═══ Input for this task ═══

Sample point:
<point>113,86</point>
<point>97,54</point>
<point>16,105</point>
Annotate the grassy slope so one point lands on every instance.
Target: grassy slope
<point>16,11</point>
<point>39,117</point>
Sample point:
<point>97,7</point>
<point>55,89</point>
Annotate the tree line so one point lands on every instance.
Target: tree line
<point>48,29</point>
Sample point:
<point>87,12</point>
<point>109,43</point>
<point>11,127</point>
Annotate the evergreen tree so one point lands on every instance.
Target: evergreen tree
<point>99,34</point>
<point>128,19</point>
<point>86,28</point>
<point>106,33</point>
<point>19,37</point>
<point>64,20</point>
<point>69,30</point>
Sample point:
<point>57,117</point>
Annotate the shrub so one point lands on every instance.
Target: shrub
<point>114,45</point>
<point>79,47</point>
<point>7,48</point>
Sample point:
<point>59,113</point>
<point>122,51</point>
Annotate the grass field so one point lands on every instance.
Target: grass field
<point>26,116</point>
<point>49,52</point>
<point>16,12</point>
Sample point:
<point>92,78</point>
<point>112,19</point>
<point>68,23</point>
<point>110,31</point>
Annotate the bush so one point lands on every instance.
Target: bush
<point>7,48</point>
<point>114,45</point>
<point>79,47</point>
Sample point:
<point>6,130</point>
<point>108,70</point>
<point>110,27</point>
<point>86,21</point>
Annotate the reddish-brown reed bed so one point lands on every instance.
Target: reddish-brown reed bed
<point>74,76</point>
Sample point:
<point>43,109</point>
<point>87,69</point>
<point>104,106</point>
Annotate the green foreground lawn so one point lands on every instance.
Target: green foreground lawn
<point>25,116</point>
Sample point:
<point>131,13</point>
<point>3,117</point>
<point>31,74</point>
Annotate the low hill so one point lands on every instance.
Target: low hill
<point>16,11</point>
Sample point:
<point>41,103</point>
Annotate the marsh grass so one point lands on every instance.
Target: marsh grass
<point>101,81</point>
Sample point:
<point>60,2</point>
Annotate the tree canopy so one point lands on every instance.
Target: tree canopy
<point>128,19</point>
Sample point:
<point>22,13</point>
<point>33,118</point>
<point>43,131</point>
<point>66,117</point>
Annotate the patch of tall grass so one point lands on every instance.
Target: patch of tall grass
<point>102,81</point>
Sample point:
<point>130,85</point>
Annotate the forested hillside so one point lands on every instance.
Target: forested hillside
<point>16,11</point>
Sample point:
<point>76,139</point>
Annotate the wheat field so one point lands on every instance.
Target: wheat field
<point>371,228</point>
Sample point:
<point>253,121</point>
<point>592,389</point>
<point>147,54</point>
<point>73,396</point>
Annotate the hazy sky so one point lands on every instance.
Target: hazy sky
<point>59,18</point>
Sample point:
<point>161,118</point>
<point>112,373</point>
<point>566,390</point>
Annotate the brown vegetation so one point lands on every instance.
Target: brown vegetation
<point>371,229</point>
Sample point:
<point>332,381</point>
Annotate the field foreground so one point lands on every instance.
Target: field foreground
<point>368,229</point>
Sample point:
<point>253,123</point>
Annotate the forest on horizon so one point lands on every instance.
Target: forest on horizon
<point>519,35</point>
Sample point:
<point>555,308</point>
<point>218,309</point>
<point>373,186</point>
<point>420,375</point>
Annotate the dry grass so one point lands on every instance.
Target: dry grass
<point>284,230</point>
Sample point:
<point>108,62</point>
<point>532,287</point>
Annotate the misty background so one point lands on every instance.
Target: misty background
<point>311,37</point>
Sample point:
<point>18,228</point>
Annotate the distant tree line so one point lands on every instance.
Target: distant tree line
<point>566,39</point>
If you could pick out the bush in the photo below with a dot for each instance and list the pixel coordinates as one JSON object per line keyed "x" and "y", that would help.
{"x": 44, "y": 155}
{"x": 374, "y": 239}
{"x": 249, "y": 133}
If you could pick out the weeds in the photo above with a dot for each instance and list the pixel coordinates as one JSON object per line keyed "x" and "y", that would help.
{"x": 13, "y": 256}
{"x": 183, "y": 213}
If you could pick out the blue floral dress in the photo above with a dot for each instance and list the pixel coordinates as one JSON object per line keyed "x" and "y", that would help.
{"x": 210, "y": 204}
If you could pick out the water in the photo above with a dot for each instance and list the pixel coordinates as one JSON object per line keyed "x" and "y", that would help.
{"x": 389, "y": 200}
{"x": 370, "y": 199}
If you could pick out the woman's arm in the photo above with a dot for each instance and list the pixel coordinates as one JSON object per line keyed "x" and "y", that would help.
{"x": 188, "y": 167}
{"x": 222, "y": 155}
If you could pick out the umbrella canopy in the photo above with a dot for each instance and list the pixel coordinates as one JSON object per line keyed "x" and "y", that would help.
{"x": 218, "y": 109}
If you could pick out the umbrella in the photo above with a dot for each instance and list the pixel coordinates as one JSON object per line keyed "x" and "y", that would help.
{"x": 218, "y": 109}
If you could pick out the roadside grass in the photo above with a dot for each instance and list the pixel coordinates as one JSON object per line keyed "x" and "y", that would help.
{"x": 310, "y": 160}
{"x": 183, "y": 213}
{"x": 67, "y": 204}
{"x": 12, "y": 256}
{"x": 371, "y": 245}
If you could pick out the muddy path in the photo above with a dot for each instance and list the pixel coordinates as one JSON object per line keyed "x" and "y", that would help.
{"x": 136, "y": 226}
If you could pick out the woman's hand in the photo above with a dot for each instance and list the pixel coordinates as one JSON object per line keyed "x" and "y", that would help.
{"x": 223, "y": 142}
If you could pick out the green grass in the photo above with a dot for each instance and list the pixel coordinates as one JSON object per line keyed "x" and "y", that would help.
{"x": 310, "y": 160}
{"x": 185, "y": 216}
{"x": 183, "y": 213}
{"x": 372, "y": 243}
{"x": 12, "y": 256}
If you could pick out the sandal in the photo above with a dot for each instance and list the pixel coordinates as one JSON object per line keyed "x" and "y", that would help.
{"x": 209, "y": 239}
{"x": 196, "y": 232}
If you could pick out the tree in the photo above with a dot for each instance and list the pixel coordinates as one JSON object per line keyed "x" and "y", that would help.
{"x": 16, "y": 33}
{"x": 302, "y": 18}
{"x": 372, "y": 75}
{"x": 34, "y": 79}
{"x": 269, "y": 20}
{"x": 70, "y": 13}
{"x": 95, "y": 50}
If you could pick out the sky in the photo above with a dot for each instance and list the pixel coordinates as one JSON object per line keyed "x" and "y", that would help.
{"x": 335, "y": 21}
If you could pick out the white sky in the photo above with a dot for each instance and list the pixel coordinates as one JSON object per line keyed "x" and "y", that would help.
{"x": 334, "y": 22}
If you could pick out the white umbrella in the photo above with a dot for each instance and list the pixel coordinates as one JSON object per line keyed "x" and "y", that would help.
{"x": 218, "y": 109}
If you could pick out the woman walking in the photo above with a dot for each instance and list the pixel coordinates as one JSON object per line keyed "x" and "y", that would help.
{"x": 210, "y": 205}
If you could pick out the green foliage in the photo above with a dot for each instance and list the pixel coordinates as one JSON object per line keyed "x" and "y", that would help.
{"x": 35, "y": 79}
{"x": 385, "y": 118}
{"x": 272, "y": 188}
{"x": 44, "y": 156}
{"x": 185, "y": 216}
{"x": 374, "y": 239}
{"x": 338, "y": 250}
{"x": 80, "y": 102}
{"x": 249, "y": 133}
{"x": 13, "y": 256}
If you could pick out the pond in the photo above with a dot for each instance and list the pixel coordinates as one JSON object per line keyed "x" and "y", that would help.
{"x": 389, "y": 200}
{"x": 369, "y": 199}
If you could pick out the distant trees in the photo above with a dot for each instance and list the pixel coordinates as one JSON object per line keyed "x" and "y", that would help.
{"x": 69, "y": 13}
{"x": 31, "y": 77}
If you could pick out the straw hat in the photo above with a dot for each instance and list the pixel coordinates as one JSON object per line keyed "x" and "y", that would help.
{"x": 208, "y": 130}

═══

Starting at the line that contains "If you could pick out the distant" and continuing through the end of the entries, write those lines out again with the requests unchanged. Multiply every coordinate in the answers by 0.4 and round it to a whole number, rounding halves up.

If you could pick out the distant trees in the photo above with a dot for each instance and list the pixel coordinates as one JSON object per line keyed "x" and "y", that would help.
{"x": 28, "y": 5}
{"x": 12, "y": 31}
If you could pick out the straw hat in the photo above with a dot for each instance and list the pixel coordinates as one JSON object per line keyed "x" and "y", that would help.
{"x": 83, "y": 52}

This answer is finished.